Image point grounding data
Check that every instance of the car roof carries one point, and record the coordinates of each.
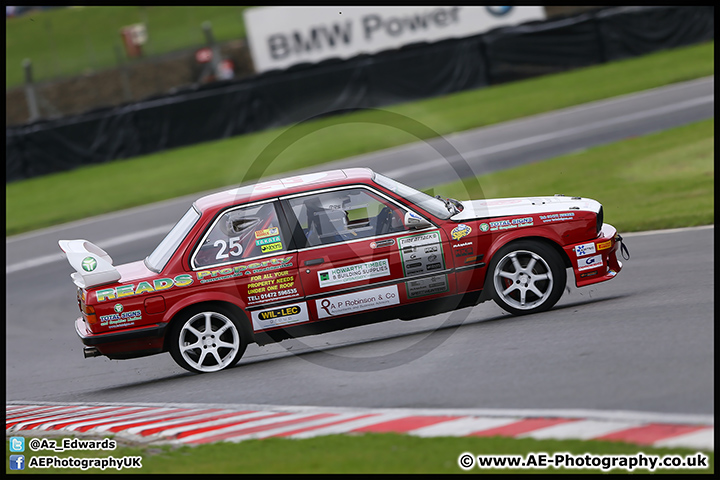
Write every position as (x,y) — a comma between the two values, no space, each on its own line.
(284,186)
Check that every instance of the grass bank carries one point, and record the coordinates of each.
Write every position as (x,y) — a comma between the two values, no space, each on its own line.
(116,185)
(70,41)
(368,453)
(663,180)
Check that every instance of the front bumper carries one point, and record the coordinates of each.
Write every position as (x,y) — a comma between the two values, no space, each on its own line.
(596,261)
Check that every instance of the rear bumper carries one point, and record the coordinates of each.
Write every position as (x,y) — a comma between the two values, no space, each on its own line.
(596,261)
(92,339)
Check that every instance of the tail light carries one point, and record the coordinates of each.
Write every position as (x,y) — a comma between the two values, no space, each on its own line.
(88,311)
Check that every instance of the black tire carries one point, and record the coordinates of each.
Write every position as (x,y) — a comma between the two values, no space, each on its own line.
(197,352)
(527,276)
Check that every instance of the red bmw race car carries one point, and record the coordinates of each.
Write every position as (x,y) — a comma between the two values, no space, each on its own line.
(327,251)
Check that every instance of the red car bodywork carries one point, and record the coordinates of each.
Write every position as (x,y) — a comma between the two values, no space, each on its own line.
(304,289)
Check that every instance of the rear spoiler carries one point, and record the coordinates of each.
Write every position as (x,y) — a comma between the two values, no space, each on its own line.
(93,266)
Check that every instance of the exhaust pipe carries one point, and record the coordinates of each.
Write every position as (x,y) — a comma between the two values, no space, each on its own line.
(91,352)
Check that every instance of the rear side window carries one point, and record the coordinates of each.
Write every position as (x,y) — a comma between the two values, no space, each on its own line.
(345,215)
(240,234)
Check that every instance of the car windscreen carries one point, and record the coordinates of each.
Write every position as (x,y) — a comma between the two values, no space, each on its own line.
(422,200)
(157,260)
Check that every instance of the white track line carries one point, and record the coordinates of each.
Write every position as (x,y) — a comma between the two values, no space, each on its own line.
(699,439)
(583,430)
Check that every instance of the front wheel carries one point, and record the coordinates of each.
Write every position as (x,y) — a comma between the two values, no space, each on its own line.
(207,340)
(527,277)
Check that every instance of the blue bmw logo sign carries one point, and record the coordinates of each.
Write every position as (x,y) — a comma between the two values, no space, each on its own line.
(499,11)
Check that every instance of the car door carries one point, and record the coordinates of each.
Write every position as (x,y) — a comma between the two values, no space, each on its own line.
(247,253)
(359,255)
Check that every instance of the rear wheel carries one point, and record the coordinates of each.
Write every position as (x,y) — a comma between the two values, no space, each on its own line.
(527,277)
(207,340)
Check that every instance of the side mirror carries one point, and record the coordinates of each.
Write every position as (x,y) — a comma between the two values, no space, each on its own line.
(415,221)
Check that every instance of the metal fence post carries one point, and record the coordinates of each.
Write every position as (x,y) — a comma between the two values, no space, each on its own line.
(124,79)
(215,61)
(30,91)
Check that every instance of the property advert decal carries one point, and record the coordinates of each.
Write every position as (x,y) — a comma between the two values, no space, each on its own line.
(353,273)
(427,286)
(271,286)
(604,245)
(590,262)
(357,302)
(584,249)
(285,315)
(268,232)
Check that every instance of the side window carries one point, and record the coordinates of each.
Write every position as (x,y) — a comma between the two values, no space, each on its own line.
(240,234)
(344,215)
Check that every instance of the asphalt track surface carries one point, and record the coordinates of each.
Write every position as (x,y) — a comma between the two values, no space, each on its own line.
(642,342)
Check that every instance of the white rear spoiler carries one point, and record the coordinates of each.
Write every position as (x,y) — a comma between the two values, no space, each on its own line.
(92,264)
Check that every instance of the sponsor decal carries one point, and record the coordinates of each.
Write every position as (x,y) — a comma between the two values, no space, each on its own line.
(143,287)
(120,319)
(421,253)
(427,286)
(584,249)
(266,240)
(354,273)
(460,231)
(604,245)
(498,11)
(357,302)
(508,224)
(557,217)
(89,264)
(522,222)
(271,247)
(590,262)
(383,243)
(206,276)
(275,317)
(268,232)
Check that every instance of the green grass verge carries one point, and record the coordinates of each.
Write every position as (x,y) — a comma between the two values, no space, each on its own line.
(369,453)
(69,41)
(102,188)
(663,180)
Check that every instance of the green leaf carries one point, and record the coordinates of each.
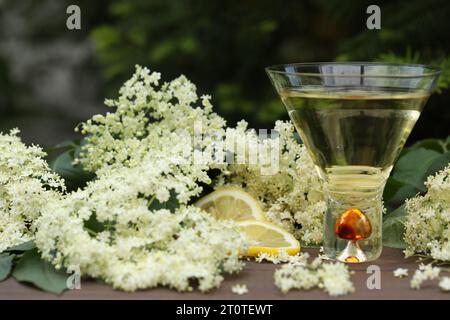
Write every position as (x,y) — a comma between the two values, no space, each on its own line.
(5,265)
(25,246)
(438,164)
(394,228)
(32,269)
(396,192)
(74,175)
(412,168)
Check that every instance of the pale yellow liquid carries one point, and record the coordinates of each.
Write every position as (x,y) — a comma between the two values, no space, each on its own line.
(353,137)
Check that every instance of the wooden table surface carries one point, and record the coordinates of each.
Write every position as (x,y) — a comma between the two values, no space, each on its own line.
(259,280)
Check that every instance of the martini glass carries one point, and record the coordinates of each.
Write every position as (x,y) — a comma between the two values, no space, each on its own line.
(354,119)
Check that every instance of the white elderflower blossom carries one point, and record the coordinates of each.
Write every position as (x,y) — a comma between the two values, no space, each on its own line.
(427,227)
(239,289)
(26,185)
(400,272)
(119,227)
(333,278)
(137,247)
(444,284)
(425,272)
(292,194)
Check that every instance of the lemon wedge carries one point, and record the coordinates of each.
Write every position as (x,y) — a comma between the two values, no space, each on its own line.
(265,237)
(231,203)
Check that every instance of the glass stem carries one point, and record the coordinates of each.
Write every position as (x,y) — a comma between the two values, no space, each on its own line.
(353,226)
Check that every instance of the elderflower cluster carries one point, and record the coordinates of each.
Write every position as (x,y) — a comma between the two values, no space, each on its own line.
(427,227)
(148,117)
(26,185)
(425,272)
(333,278)
(110,231)
(283,179)
(119,228)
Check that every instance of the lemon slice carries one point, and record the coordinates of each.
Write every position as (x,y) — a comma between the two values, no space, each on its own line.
(231,204)
(268,238)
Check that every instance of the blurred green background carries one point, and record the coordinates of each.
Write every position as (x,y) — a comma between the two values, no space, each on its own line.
(52,78)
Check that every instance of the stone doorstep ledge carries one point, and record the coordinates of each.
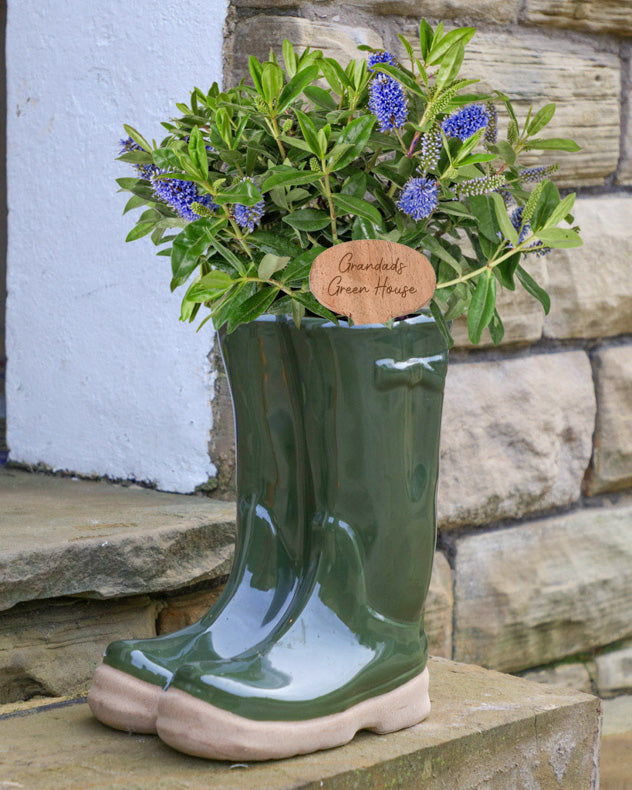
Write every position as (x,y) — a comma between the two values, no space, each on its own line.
(65,537)
(486,730)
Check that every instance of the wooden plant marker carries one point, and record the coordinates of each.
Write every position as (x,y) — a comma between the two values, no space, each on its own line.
(372,280)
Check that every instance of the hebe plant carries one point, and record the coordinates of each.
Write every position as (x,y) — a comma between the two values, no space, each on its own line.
(252,183)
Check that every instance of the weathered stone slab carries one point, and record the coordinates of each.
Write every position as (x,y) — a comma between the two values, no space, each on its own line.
(614,672)
(521,314)
(516,437)
(494,11)
(438,617)
(255,35)
(582,79)
(53,649)
(612,457)
(62,536)
(572,676)
(486,730)
(596,16)
(545,590)
(590,286)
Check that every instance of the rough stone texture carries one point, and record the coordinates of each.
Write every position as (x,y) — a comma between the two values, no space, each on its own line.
(572,676)
(612,457)
(516,437)
(590,286)
(521,314)
(62,536)
(580,78)
(486,730)
(542,591)
(494,11)
(54,648)
(595,16)
(614,672)
(255,35)
(438,617)
(184,610)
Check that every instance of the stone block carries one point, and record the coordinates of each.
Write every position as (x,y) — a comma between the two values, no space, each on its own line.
(537,593)
(256,35)
(516,436)
(594,16)
(614,672)
(486,731)
(491,11)
(590,286)
(438,617)
(184,610)
(521,314)
(53,649)
(572,676)
(612,456)
(62,536)
(581,78)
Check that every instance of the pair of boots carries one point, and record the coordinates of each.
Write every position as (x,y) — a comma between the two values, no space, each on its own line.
(319,631)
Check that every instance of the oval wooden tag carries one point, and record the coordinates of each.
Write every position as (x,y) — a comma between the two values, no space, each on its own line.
(372,280)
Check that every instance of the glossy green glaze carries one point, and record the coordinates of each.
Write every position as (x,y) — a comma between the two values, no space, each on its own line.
(371,400)
(271,509)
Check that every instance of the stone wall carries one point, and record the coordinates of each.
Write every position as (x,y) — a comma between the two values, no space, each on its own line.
(535,503)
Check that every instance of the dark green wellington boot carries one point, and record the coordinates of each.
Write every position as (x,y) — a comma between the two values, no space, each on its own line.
(270,533)
(351,653)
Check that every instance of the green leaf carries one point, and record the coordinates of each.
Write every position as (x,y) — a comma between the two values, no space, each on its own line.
(560,211)
(530,285)
(506,226)
(296,85)
(483,209)
(548,200)
(187,248)
(209,287)
(555,144)
(308,219)
(243,192)
(254,67)
(450,65)
(309,132)
(137,137)
(320,97)
(271,263)
(140,230)
(425,38)
(439,47)
(558,237)
(355,135)
(541,119)
(287,176)
(482,306)
(165,158)
(197,152)
(406,80)
(358,207)
(252,308)
(271,82)
(442,324)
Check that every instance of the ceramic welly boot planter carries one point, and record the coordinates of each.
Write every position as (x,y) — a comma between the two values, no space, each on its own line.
(351,651)
(317,191)
(270,535)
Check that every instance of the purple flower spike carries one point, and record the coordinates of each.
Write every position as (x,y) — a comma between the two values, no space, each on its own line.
(419,198)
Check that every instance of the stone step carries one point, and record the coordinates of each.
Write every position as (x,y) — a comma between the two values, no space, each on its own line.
(83,563)
(486,730)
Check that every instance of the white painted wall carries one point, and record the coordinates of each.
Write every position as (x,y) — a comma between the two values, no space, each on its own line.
(102,378)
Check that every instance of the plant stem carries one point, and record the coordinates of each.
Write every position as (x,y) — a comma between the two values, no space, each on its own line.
(332,212)
(489,265)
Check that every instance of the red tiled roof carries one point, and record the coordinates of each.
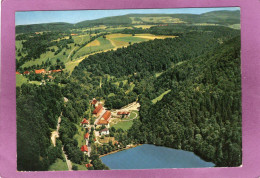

__Exercise requirements__: Return each line from the data where the string "elderflower" can be found.

__Response to the exercise__:
Check that every instance of the white elderflower blossom carries one point, and record the coordinates of each.
Check that every instance of the elderflower cluster carries one point, and record the coordinates of each.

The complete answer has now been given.